**What this task involves**
Search the data below, and report every line in which "flower" occurs.

- - - - - - -

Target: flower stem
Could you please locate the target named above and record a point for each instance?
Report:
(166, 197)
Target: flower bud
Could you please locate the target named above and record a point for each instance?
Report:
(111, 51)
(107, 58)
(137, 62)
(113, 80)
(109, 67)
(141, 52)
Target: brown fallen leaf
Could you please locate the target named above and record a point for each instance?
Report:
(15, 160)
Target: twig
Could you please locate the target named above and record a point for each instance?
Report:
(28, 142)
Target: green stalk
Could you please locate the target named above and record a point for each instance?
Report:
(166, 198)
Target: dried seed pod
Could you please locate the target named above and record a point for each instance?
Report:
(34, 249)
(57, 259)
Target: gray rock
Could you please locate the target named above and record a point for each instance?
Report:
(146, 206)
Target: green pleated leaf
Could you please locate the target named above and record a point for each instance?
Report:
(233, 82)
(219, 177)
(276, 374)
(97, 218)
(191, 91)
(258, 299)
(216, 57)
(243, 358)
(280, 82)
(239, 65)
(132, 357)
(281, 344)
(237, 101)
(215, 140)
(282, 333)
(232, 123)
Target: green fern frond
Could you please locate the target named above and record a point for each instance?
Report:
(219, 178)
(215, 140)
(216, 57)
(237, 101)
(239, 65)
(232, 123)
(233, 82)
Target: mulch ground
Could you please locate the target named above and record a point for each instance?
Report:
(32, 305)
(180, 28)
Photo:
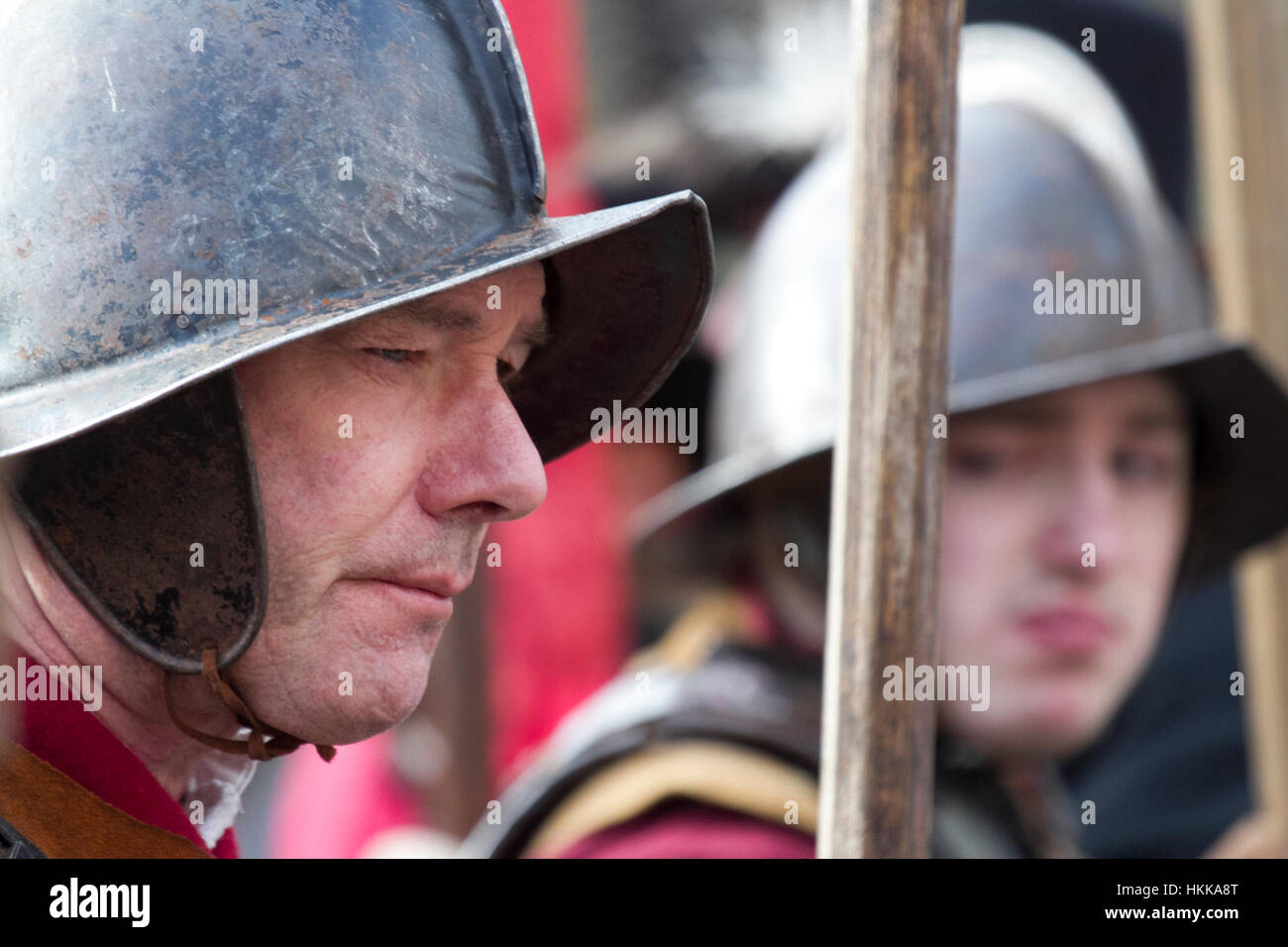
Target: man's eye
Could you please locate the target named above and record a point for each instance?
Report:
(977, 463)
(395, 356)
(1145, 466)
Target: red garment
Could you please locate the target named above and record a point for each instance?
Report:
(71, 738)
(684, 828)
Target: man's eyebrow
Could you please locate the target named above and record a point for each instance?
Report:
(436, 316)
(1033, 416)
(1154, 420)
(458, 320)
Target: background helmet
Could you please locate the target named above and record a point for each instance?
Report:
(1048, 179)
(346, 157)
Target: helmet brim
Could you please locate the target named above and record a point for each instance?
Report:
(634, 282)
(1239, 499)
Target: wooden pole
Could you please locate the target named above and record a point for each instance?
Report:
(1240, 65)
(877, 759)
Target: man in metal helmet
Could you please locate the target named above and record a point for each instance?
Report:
(1104, 446)
(284, 328)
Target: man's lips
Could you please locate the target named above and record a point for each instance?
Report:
(1068, 630)
(428, 595)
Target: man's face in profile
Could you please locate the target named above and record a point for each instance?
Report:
(384, 447)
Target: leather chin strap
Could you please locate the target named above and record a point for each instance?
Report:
(258, 748)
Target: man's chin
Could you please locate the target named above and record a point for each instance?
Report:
(342, 725)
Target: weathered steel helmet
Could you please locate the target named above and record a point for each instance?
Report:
(1050, 179)
(344, 157)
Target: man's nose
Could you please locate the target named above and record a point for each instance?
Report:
(1083, 528)
(485, 466)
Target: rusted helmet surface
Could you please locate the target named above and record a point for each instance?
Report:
(187, 184)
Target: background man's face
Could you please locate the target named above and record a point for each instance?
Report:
(1026, 487)
(436, 454)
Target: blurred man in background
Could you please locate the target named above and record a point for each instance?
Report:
(1091, 468)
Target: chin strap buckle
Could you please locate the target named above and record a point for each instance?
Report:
(265, 742)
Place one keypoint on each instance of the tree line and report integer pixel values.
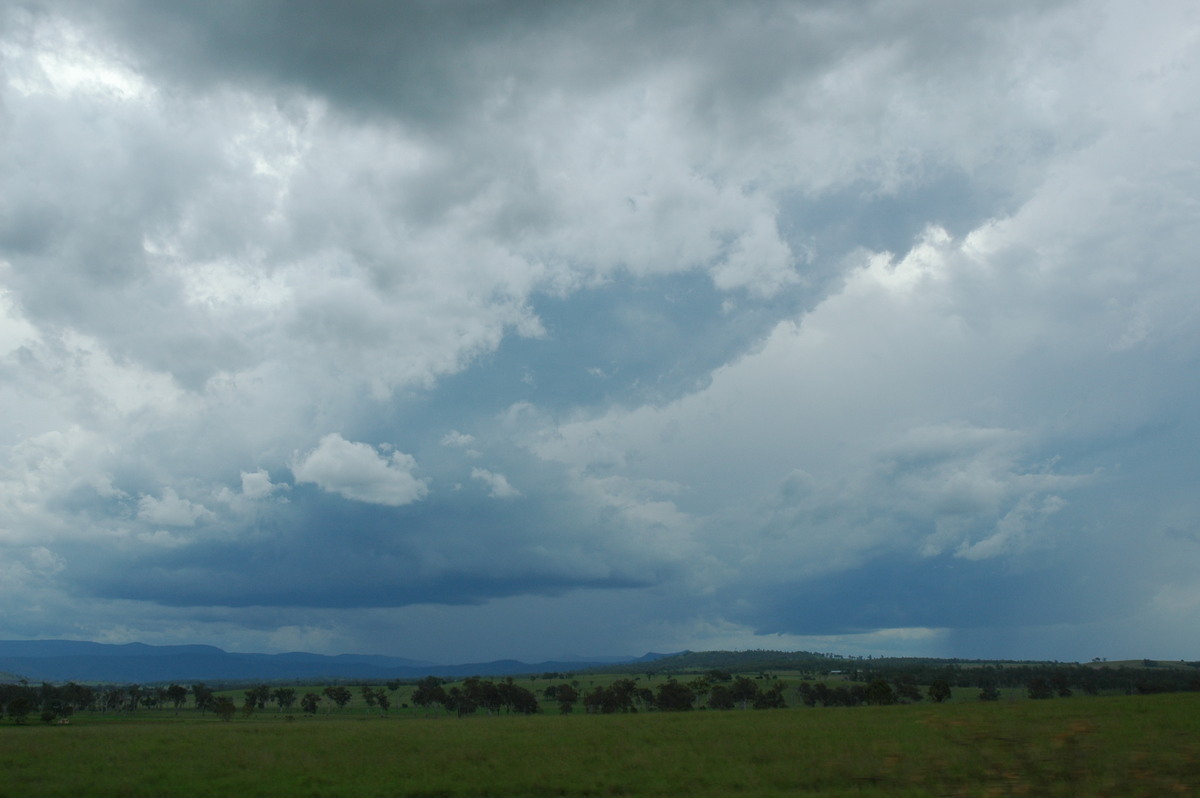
(875, 683)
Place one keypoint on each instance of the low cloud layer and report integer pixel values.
(465, 331)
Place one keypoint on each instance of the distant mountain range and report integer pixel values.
(64, 660)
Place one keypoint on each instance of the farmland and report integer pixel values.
(1105, 745)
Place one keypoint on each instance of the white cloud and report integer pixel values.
(258, 485)
(358, 472)
(457, 439)
(172, 510)
(497, 484)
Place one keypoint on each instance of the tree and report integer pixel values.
(989, 693)
(744, 690)
(880, 693)
(565, 695)
(1039, 688)
(429, 693)
(202, 695)
(339, 695)
(225, 708)
(672, 696)
(178, 695)
(719, 697)
(285, 697)
(940, 690)
(258, 696)
(19, 708)
(771, 699)
(309, 703)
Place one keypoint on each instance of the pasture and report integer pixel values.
(1110, 745)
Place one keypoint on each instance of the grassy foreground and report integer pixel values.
(1125, 745)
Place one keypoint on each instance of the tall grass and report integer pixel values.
(1128, 745)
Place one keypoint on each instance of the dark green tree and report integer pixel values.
(178, 696)
(202, 695)
(1039, 688)
(19, 708)
(565, 695)
(429, 693)
(744, 690)
(940, 690)
(310, 702)
(340, 695)
(672, 696)
(880, 693)
(719, 697)
(283, 697)
(772, 697)
(225, 707)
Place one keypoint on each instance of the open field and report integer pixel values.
(1119, 745)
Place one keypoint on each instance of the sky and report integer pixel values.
(473, 330)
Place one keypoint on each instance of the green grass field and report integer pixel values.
(1119, 745)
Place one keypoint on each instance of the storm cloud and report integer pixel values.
(466, 330)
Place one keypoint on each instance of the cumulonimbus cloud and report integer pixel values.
(358, 472)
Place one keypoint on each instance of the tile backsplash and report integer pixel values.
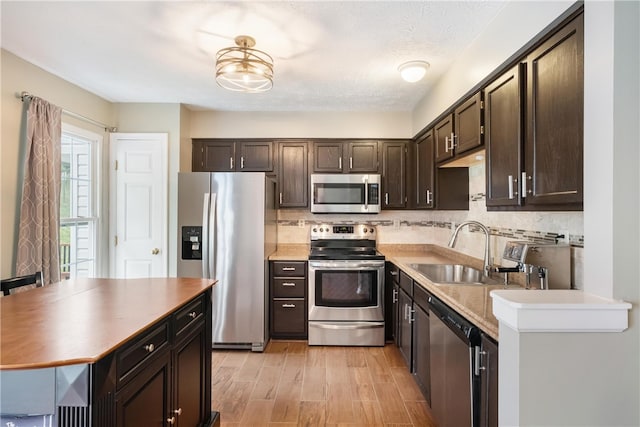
(436, 227)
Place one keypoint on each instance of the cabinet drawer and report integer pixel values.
(142, 348)
(289, 269)
(406, 283)
(289, 288)
(421, 297)
(288, 317)
(189, 315)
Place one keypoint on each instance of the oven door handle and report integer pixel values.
(349, 325)
(350, 265)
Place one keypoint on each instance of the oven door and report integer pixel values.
(346, 290)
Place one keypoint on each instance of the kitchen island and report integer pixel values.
(109, 352)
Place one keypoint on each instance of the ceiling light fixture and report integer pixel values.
(243, 69)
(413, 71)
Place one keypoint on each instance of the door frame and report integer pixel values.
(163, 139)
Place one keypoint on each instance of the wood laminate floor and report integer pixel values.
(293, 384)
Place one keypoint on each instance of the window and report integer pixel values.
(79, 202)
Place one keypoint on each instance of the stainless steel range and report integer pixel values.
(346, 286)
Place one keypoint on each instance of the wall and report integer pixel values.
(300, 125)
(18, 76)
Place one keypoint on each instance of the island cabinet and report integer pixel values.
(394, 172)
(288, 299)
(534, 124)
(148, 364)
(461, 131)
(215, 155)
(293, 176)
(346, 157)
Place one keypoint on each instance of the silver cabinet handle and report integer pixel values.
(510, 186)
(524, 185)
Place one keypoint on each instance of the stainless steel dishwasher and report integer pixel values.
(454, 385)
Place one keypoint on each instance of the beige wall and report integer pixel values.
(17, 76)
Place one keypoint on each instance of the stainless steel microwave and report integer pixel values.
(348, 193)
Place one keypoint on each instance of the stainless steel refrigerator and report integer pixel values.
(227, 230)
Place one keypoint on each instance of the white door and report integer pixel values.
(138, 210)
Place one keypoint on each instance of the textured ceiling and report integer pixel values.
(328, 55)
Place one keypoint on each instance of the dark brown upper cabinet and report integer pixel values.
(555, 105)
(503, 138)
(425, 179)
(460, 131)
(211, 155)
(293, 175)
(394, 173)
(346, 157)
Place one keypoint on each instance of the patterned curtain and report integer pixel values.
(38, 235)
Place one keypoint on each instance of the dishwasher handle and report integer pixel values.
(464, 329)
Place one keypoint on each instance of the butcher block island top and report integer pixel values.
(80, 321)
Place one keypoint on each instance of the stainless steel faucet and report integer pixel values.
(452, 242)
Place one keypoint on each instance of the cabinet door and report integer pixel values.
(421, 349)
(488, 383)
(293, 179)
(217, 156)
(189, 371)
(145, 400)
(394, 175)
(503, 138)
(424, 172)
(363, 157)
(554, 143)
(327, 157)
(442, 133)
(405, 305)
(255, 156)
(468, 124)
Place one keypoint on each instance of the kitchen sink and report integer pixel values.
(453, 274)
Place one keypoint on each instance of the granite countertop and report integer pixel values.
(471, 301)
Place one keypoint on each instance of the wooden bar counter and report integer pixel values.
(109, 352)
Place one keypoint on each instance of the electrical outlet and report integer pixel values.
(565, 239)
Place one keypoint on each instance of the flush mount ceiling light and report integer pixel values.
(243, 69)
(413, 71)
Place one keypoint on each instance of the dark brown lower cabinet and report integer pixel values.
(489, 382)
(288, 312)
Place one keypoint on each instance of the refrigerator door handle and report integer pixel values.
(212, 237)
(205, 235)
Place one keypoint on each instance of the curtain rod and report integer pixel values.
(26, 95)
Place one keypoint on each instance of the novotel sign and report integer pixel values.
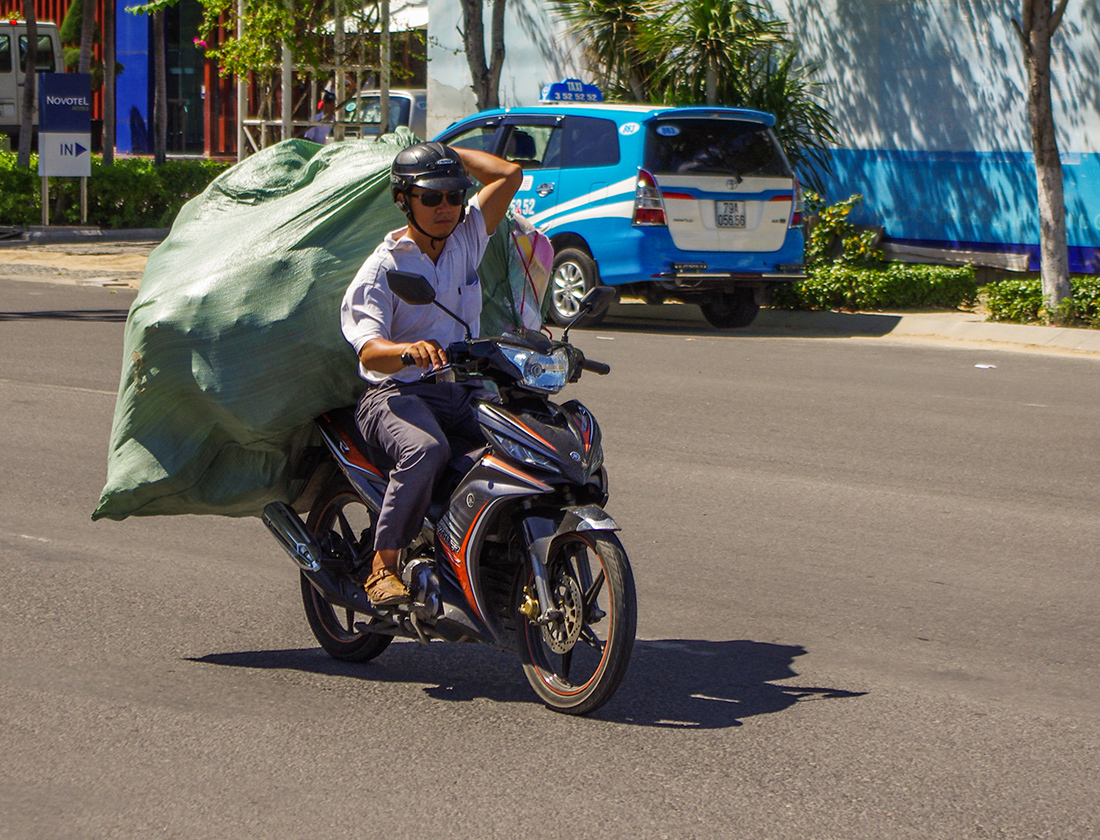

- - - - - - -

**Output for this task**
Target: flower stem
Target: flower bud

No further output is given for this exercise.